**Your instructions:**
Reproduce word for word everything in the material below from the line containing "as pixel 7 7." down to the line containing "pixel 616 265", including both of those lines.

**Record set:**
begin

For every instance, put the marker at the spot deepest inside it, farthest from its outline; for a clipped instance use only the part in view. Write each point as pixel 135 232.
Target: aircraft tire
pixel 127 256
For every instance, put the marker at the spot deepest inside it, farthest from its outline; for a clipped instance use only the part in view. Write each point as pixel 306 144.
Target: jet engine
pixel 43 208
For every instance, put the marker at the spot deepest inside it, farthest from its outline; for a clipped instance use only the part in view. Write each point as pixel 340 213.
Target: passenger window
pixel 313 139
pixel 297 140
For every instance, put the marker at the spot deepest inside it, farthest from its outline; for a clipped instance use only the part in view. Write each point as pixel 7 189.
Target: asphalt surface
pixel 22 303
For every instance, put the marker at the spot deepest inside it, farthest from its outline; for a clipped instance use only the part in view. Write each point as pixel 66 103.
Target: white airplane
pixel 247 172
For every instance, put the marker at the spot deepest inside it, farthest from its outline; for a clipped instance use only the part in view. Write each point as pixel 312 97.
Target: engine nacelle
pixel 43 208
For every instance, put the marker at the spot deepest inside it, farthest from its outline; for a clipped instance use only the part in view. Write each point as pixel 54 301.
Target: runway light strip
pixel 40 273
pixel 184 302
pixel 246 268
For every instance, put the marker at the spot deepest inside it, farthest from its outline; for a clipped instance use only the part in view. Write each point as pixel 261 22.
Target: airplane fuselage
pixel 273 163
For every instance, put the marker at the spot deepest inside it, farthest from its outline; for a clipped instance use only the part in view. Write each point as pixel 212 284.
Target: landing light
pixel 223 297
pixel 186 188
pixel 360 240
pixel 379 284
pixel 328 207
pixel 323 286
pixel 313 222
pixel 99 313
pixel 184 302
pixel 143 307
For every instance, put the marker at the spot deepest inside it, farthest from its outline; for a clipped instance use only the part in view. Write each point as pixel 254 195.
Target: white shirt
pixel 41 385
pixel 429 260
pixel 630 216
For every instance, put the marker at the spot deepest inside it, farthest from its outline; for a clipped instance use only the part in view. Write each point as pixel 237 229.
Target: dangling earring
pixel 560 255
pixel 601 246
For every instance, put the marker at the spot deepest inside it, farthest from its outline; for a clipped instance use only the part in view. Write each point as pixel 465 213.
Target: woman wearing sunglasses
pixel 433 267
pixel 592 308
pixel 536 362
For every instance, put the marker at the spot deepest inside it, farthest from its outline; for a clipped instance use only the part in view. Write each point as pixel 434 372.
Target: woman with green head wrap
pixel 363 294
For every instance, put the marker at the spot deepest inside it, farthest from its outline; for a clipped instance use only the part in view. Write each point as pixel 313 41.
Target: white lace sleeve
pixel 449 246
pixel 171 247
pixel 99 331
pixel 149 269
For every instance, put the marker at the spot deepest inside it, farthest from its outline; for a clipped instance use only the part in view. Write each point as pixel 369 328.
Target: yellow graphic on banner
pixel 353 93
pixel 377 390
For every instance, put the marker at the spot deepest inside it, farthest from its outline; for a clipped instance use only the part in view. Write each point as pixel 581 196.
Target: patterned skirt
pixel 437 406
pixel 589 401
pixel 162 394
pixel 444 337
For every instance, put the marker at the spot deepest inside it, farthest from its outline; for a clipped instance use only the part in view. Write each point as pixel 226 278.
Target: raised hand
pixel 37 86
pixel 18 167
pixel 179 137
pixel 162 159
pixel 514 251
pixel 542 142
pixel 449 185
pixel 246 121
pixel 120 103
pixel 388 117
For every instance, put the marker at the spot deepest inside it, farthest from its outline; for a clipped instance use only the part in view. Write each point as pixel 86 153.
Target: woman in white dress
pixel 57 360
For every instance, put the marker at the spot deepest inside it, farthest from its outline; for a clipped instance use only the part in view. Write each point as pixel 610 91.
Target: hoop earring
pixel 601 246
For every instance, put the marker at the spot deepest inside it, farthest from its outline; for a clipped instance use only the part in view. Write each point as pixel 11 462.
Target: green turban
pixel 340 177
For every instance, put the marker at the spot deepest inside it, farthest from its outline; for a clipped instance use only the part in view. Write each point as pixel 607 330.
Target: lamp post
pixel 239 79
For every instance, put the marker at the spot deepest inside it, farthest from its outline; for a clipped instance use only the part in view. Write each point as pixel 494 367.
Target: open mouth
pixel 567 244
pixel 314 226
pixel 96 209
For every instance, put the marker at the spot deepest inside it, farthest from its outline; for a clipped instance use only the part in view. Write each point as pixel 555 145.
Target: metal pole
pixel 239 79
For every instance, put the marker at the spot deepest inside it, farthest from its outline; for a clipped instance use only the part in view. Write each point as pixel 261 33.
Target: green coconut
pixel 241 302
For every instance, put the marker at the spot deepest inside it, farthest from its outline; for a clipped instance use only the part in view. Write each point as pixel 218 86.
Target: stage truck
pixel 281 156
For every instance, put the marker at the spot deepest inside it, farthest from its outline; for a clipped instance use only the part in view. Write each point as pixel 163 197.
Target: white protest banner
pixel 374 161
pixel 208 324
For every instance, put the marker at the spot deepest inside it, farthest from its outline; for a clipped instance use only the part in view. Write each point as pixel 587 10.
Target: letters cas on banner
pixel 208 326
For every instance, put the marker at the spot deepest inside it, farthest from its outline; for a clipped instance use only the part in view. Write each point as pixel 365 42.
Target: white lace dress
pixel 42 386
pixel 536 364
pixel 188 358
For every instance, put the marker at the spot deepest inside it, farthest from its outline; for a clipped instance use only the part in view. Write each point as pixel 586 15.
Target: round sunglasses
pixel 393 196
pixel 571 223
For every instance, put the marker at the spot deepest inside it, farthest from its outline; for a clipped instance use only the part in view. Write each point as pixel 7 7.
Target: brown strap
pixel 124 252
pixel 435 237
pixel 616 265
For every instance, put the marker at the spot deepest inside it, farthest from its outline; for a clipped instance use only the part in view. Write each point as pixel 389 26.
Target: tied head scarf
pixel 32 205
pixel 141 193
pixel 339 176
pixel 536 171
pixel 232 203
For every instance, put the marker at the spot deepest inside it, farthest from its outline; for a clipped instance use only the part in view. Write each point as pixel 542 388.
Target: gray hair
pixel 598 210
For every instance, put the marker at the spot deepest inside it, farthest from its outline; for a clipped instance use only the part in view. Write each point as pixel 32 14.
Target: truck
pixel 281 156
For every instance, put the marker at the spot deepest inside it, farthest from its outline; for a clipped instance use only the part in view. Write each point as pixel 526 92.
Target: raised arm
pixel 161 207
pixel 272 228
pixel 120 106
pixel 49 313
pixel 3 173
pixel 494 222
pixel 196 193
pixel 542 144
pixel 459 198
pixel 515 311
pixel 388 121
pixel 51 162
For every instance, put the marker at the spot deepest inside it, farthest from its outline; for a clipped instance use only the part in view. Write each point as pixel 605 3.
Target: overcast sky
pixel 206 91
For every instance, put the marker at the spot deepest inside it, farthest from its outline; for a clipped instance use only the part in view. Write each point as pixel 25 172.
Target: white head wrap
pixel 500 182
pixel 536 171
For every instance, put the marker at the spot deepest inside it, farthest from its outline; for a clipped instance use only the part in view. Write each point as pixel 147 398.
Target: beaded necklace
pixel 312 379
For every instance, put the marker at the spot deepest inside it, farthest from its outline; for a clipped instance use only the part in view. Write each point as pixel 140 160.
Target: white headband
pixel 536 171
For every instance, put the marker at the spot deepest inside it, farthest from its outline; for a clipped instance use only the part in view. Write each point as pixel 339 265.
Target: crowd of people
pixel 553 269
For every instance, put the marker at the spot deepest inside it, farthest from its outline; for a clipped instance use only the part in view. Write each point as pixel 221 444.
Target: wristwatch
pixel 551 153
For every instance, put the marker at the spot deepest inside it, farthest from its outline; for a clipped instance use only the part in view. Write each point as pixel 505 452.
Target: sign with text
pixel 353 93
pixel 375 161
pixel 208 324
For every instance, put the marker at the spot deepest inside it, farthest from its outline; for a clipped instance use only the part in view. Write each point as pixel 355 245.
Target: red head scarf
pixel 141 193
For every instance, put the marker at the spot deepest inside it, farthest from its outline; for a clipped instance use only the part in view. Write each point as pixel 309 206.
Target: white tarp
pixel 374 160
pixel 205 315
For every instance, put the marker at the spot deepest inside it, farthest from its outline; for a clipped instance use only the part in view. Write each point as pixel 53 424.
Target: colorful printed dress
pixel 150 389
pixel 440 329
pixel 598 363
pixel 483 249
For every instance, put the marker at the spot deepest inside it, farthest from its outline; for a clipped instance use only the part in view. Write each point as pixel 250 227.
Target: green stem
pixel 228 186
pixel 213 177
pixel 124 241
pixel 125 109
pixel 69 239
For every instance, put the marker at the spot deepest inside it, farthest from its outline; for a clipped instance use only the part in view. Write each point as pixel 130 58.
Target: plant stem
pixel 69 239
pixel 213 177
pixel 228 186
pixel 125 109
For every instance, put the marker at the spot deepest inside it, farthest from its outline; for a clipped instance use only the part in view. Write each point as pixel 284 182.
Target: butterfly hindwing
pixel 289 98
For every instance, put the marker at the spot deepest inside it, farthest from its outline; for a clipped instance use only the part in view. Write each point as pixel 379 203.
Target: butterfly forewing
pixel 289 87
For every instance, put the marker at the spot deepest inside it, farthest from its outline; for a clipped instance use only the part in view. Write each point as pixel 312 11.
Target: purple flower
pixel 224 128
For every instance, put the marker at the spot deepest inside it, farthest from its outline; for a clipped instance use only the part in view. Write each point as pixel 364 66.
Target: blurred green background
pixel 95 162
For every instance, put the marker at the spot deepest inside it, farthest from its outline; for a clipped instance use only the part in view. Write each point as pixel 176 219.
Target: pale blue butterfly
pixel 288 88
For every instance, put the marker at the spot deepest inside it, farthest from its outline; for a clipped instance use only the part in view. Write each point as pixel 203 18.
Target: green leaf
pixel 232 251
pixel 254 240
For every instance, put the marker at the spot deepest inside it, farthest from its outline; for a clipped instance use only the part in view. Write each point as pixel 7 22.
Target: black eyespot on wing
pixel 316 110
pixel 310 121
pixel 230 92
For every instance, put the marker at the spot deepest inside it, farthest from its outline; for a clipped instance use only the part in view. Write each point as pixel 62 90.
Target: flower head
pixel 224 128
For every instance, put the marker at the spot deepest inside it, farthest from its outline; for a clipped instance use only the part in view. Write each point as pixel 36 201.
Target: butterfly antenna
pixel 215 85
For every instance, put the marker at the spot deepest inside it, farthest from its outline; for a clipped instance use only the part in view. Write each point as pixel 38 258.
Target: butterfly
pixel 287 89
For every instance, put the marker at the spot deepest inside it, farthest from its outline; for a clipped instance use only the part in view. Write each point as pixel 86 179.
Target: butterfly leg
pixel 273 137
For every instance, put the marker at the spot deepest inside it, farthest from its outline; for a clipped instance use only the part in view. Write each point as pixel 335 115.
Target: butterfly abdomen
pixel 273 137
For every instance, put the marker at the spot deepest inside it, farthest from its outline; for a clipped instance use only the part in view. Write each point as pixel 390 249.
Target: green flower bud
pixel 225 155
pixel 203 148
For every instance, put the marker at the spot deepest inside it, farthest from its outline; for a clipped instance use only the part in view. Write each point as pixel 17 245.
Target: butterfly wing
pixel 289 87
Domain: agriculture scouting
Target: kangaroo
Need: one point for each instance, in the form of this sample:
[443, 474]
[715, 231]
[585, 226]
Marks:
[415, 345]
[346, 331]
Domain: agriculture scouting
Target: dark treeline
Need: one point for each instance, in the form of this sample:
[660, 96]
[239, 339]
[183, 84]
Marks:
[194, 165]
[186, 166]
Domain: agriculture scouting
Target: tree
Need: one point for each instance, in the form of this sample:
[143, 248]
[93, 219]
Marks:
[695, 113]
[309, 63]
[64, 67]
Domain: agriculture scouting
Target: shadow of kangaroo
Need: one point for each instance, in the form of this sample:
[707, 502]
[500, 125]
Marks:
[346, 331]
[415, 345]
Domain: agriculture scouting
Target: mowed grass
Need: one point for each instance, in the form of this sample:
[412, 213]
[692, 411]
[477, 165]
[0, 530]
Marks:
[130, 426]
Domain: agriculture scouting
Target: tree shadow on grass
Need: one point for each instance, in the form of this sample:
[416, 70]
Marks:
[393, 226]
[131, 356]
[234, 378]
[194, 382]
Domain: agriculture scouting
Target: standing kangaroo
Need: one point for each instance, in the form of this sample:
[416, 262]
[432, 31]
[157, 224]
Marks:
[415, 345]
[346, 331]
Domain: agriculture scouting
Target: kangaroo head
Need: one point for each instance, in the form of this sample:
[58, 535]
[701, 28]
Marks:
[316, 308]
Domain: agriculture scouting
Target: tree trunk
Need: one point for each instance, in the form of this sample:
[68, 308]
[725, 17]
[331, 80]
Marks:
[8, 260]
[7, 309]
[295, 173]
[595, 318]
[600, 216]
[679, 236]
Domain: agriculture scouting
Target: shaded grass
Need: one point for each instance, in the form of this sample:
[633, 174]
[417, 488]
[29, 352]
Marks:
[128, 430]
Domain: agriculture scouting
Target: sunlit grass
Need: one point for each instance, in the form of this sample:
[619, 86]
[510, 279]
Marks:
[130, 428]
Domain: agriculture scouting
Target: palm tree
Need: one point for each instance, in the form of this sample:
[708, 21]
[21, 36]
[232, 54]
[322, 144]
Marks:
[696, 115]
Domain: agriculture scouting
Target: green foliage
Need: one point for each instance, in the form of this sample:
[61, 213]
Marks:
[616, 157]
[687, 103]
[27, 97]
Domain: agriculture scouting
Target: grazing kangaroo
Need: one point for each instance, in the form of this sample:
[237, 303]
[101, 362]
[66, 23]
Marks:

end

**Exercise solution:**
For every instance, put the marker at the spot deepest inside it, farthest from its outline; for a clipped instance use only the part in view. Write each point as pixel 7 7.
Target: brown strap
pixel 124 252
pixel 435 237
pixel 616 265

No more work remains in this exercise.